Мудрый Иосиф Ефимович угадал. Комплекс такой у Высоцкого на самом деле присутствовал. Своей первой жене Изе он не покупал туфли на высоком каблуке, вторую – Люсю – всегда просил: «Да не иди ты рядом. Иди чуть-чуть сзади». С Мариной тоже были свои проблемы. На сцене Высоцкий чувствовал себя комфортно, если рядом (скажем, на репетициях спектакля по Пушкину) стоял актер Рамзее Джабраилов, рост которого был 163 сантиметра. А как воодушевился Владимир, когда вычитал, что Пушкин был еще ниже, сантиметров на десять!.. Радовался, как мальчишка.

«Когда он приехал в Ленинград и Хейфиц начал репетиции, – рассказывал Евгений Татарский, – Володя был просто в шоковом состоянии: оказывается, бывает и такое кино… Актеров стали одевать – костюмы, то-се. Долго – полчаса – обсуждалось: а давайте на костюме фон Корена… одну пуговичку сделаем полуоторванной: он – холостяк и, наверное, некому за ним ухаживать. У Володи были круглые глаза от того, что можно настолько подробно заниматься деталями. Наверное, никто из зрителей никогда в жизни не заметил бы эту полуоторванную пуговичку, но она была. И всю картину мы следили за тем, чтобы она держалась на одной ниточке…»

Хотя после долгих разговоров с режиссером из характера фон Корена исчезла поверхностная, физиологическая сторона. И чем глубже вживался Высоцкий в роль, чем успешнее шла подготовка, тем все чаще предрекал он свой неуспех, не скрывал, что его что-то тяготит. Хейфиц рассказывал: «Однажды он сказал мне: «Все равно меня на эту роль не утвердят. И ни на какую не утвердят. Все – мимо. Наверное, «есть мнение» не допускать меня до экрана». А после кинопробы, в которой подтвердилась принятая нами характеристика «фон керенщины» и сложность характера проявилась даже в небольшом отрывке, Володя, отозвав меня в сторону, сказал: «Разве только космонавты напишут кому следует. Я у них выступал, а они спросили, почему я не снимаюсь… Ну и обещали заступиться».

Видимо, письмо космонавтов дошло, верил старый, седой, но наивный режиссер, Володю утвердили на роль.

Извлечённые записи данных
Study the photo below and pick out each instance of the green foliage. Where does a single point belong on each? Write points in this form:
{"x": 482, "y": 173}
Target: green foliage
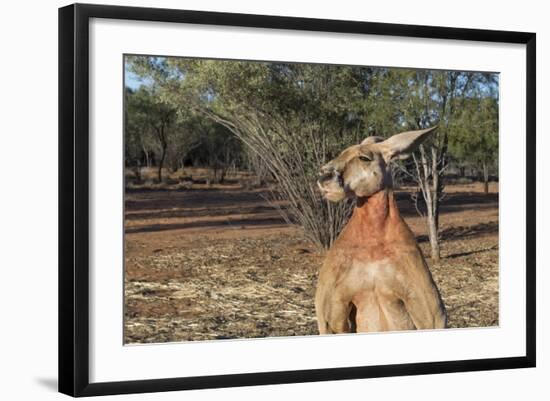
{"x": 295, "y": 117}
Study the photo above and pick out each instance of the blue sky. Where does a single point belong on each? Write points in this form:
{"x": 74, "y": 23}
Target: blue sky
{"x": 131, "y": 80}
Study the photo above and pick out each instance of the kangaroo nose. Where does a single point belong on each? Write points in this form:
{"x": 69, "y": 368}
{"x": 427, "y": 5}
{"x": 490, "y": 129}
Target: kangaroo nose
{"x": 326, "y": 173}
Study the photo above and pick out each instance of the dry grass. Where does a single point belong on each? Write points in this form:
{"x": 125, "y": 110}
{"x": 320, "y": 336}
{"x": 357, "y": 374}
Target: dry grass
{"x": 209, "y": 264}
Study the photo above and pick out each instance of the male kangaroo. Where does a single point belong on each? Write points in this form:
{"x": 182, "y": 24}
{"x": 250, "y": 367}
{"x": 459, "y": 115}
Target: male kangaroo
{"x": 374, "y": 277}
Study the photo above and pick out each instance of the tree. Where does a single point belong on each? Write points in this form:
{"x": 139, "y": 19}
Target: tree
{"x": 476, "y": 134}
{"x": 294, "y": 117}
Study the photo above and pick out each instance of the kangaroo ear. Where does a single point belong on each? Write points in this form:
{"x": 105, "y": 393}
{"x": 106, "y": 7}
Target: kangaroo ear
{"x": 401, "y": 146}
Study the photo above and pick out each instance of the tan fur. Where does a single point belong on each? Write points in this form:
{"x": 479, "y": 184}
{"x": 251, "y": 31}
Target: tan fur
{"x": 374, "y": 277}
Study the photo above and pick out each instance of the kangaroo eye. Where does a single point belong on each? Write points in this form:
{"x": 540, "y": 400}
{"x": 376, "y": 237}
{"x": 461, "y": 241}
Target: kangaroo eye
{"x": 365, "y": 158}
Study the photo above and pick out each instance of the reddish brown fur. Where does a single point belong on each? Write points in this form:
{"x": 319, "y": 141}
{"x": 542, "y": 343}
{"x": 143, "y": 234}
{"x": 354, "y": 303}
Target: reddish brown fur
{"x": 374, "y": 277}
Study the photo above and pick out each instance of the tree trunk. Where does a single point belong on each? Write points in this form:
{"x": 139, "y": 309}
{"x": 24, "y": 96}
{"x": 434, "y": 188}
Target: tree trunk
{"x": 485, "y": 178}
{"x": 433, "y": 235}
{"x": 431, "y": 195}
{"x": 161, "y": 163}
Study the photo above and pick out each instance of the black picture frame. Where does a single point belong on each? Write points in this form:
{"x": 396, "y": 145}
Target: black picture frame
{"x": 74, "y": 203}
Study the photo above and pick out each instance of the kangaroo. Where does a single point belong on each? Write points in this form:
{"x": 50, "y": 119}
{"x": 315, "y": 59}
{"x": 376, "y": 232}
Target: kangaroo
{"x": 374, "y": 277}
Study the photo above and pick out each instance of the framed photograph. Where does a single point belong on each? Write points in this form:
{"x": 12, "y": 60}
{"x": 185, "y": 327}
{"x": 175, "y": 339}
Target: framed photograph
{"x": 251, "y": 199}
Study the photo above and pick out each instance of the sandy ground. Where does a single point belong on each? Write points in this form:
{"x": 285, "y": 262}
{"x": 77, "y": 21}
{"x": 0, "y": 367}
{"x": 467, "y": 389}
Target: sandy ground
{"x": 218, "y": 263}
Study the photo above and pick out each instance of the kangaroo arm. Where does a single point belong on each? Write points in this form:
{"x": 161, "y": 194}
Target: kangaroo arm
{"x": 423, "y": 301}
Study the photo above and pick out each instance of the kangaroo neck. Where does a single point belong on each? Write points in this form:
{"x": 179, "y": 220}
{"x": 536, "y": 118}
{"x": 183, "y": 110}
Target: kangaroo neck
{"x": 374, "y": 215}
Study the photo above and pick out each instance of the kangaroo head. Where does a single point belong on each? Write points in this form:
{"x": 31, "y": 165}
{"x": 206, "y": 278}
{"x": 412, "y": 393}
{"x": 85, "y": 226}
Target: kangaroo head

---

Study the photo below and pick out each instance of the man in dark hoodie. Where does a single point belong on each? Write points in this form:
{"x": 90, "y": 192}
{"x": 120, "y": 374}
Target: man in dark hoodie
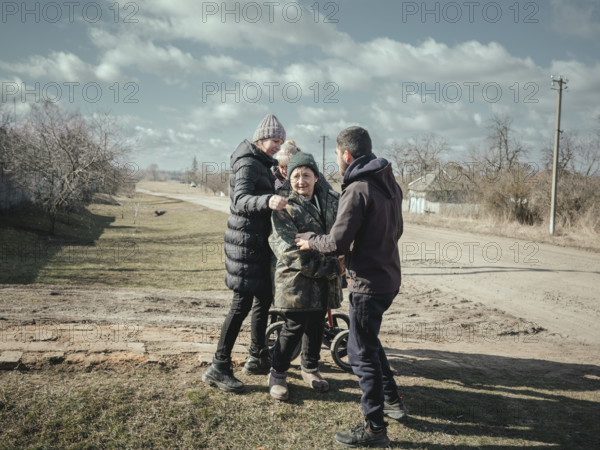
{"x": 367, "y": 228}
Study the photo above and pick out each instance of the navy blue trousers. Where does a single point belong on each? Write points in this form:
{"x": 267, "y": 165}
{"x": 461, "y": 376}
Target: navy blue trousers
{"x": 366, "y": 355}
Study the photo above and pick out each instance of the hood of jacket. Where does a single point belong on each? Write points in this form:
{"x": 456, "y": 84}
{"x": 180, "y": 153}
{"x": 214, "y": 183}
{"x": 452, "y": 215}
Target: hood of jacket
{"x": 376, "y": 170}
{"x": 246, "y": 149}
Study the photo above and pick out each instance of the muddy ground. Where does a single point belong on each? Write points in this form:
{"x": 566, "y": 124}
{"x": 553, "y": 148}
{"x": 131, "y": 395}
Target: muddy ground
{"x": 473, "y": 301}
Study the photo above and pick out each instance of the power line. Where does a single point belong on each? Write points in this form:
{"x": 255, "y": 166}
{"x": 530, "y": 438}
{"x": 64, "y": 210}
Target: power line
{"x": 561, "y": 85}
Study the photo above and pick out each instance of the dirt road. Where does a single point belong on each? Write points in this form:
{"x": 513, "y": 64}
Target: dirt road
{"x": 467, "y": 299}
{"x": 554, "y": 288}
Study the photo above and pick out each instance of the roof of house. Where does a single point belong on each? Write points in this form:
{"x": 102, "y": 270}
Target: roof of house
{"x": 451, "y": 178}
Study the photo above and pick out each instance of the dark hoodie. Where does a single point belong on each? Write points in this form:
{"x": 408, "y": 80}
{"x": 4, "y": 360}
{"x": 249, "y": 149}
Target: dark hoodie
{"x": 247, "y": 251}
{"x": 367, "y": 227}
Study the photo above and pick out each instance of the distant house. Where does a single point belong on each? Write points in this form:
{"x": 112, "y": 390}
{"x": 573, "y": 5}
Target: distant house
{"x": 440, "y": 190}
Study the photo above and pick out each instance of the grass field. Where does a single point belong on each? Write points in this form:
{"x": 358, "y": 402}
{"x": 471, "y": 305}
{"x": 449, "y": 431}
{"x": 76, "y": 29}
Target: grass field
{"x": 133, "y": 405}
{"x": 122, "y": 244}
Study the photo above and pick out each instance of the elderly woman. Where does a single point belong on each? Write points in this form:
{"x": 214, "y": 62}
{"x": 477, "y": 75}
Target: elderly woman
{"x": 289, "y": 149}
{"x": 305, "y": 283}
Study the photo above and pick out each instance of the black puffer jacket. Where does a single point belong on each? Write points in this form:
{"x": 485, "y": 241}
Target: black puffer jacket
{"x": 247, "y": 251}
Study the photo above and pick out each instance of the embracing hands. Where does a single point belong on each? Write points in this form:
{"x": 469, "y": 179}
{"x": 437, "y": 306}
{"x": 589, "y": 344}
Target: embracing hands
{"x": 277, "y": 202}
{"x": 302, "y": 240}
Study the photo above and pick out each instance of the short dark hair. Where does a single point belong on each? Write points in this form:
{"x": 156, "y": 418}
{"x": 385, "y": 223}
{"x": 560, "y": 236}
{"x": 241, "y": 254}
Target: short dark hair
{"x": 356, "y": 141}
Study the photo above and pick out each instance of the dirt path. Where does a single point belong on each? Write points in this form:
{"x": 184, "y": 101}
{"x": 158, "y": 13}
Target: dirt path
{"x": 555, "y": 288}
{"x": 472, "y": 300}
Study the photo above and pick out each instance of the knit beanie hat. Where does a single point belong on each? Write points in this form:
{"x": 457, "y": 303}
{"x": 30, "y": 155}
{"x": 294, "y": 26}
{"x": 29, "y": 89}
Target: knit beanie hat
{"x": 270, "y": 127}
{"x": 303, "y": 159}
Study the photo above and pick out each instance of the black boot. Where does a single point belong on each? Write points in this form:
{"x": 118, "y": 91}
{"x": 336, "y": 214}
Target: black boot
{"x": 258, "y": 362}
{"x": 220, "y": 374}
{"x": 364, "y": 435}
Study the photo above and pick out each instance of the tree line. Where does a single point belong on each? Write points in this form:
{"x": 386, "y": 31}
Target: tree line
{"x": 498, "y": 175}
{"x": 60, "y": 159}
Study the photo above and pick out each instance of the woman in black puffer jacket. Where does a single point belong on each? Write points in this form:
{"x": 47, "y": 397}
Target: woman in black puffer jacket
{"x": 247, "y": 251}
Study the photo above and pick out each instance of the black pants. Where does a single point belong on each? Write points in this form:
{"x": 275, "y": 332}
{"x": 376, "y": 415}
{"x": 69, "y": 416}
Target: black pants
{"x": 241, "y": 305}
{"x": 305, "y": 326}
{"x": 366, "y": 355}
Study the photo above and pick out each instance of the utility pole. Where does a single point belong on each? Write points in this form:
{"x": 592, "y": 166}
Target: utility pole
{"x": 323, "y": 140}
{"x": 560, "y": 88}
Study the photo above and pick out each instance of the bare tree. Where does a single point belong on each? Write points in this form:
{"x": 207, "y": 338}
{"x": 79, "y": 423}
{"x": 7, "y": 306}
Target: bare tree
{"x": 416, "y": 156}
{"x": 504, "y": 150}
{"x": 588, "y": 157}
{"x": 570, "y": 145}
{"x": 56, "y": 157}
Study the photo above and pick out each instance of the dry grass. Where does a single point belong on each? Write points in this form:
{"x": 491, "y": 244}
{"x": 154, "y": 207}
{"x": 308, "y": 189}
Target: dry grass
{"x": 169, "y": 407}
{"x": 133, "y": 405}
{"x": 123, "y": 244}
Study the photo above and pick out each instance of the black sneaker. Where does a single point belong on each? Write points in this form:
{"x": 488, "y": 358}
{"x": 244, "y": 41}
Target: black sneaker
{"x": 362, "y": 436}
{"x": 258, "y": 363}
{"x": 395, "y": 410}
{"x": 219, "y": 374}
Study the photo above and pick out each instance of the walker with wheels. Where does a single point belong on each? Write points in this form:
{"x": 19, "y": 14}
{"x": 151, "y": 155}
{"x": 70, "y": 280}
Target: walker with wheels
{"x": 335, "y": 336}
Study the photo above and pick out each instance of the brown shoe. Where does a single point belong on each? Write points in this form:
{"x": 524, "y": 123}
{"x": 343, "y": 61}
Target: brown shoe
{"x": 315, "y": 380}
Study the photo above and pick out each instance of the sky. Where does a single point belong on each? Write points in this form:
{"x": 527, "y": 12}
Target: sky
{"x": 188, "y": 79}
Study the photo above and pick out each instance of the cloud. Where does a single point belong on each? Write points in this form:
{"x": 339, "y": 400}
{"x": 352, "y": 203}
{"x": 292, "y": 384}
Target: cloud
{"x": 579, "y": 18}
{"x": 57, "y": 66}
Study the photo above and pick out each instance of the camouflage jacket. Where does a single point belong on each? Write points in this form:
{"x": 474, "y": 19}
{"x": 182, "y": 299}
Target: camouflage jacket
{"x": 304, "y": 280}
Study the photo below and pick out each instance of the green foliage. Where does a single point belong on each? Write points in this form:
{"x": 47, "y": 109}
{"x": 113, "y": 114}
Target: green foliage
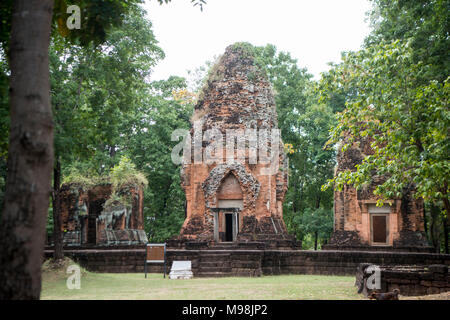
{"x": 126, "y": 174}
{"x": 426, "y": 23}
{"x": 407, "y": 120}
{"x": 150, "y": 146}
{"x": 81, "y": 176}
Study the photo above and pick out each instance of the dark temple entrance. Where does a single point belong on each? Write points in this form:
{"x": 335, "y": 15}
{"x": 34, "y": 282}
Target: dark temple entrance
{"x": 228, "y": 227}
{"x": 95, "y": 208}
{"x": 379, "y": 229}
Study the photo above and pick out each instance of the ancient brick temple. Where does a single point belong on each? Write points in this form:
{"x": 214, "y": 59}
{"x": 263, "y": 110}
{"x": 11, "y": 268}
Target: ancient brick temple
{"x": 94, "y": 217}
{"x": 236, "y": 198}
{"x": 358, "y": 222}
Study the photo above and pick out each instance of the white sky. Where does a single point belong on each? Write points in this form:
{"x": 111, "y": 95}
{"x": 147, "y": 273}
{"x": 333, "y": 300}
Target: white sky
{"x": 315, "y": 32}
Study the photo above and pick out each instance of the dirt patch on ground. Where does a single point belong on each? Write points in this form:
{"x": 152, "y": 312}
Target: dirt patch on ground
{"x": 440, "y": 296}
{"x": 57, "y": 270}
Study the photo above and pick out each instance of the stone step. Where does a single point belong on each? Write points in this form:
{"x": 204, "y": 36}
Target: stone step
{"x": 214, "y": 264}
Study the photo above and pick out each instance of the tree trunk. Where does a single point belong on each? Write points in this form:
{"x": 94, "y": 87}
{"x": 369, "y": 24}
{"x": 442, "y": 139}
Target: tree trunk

* ЗАДАНИЯ *
a. Перепишите дословно отрывок из фрагмента о Высоцком от слов «Хотя после долгих» до слов «утвердили на роль.» включительно.
b. Извлеките из записей без изменений строки от строки, содержащей «the kangaroo neck.», до строки, содержащей «Target: kangaroo head», включительно.

* ОТВЕТЫ К ЗАДАНИЯМ *
a.
Хотя после долгих разговоров с режиссером из характера фон Корена исчезла поверхностная, физиологическая сторона. И чем глубже вживался Высоцкий в роль, чем успешнее шла подготовка, тем все чаще предрекал он свой неуспех, не скрывал, что его что-то тяготит. Хейфиц рассказывал: «Однажды он сказал мне: «Все равно меня на эту роль не утвердят. И ни на какую не утвердят. Все – мимо. Наверное, «есть мнение» не допускать меня до экрана». А после кинопробы, в которой подтвердилась принятая нами характеристика «фон керенщины» и сложность характера проявилась даже в небольшом отрывке, Володя, отозвав меня в сторону, сказал: «Разве только космонавты напишут кому следует. Я у них выступал, а они спросили, почему я не снимаюсь… Ну и обещали заступиться».

Видимо, письмо космонавтов дошло, верил старый, седой, но наивный режиссер, Володю утвердили на роль.

b.
Study the photo above and pick out each instance of the kangaroo neck. Where does a single point belong on each? Write points in this form:
{"x": 179, "y": 220}
{"x": 536, "y": 118}
{"x": 183, "y": 110}
Target: kangaroo neck
{"x": 374, "y": 215}
Study the photo above and pick out each instance of the kangaroo head. Where does a single point belong on each? Write points in this form:
{"x": 31, "y": 165}
{"x": 206, "y": 278}
{"x": 412, "y": 393}
{"x": 85, "y": 226}
Target: kangaroo head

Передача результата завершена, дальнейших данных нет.